* BEGIN DATA FOR THIS EXERCISE *

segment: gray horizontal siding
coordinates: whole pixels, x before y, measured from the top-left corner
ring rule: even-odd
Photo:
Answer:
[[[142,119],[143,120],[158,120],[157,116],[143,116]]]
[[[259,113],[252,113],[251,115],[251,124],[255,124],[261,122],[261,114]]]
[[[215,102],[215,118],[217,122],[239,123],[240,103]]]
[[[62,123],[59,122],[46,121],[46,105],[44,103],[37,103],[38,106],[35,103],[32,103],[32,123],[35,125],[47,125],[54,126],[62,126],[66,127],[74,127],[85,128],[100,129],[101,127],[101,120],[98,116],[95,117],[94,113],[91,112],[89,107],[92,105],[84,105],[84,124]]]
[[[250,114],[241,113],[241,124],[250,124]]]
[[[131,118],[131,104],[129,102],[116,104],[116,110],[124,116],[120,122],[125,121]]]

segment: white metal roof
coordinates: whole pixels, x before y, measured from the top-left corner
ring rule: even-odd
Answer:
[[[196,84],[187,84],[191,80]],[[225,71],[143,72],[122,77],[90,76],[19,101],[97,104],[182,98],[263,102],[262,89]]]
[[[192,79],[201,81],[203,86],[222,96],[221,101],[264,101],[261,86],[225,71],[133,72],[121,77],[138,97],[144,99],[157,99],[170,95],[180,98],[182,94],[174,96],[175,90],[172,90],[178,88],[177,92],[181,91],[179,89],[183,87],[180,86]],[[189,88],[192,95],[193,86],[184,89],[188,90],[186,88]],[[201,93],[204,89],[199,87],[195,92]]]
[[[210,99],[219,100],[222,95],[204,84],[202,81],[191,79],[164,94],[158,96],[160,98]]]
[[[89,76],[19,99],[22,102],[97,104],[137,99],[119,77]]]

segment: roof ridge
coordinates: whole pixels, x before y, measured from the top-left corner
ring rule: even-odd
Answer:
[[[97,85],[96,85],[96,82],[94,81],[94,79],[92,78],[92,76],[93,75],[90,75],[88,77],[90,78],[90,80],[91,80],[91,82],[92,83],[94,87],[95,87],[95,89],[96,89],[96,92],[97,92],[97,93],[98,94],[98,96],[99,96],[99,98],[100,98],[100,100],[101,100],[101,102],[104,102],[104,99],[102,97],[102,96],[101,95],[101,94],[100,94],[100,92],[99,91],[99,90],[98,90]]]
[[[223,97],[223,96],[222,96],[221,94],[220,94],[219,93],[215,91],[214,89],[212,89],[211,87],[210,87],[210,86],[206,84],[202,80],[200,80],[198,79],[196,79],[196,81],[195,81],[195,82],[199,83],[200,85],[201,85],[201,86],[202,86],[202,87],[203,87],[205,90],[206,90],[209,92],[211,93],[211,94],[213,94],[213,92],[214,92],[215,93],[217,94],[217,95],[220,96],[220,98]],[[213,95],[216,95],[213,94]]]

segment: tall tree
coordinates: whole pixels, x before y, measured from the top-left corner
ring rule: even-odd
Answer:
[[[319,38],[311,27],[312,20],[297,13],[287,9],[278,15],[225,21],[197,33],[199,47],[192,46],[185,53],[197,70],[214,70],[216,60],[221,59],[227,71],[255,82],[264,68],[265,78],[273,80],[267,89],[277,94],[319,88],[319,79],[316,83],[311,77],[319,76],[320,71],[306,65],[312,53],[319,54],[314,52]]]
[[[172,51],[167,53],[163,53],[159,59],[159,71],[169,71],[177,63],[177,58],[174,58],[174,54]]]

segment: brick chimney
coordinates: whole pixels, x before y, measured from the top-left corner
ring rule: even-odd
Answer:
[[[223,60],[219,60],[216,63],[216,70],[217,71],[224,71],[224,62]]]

* END DATA FOR THIS EXERCISE *

• WHAT YOU NEED TO DO:
Every line from the one holding "segment: tall tree" through the final line of the listing must be echoed exactly; leave out all other lines.

• TASK RESPONSE:
segment: tall tree
coordinates: whole pixels, x before y, measured from the top-left corner
ring rule: even-odd
Answer:
[[[319,38],[311,27],[312,20],[297,13],[287,9],[278,15],[225,21],[197,33],[199,47],[192,46],[185,53],[197,70],[214,70],[216,60],[221,59],[227,71],[255,82],[264,68],[265,78],[273,80],[267,89],[277,94],[319,88],[319,79],[316,83],[311,77],[319,76],[320,71],[306,65],[312,53],[319,54],[314,52]]]
[[[172,51],[167,53],[163,53],[159,59],[159,71],[169,71],[177,63],[177,58],[174,58],[174,54]]]

segment: brick chimney
coordinates: whole pixels, x before y, measured from the top-left corner
ring rule: even-odd
Answer:
[[[223,60],[219,60],[216,63],[216,70],[217,71],[224,71],[224,62]]]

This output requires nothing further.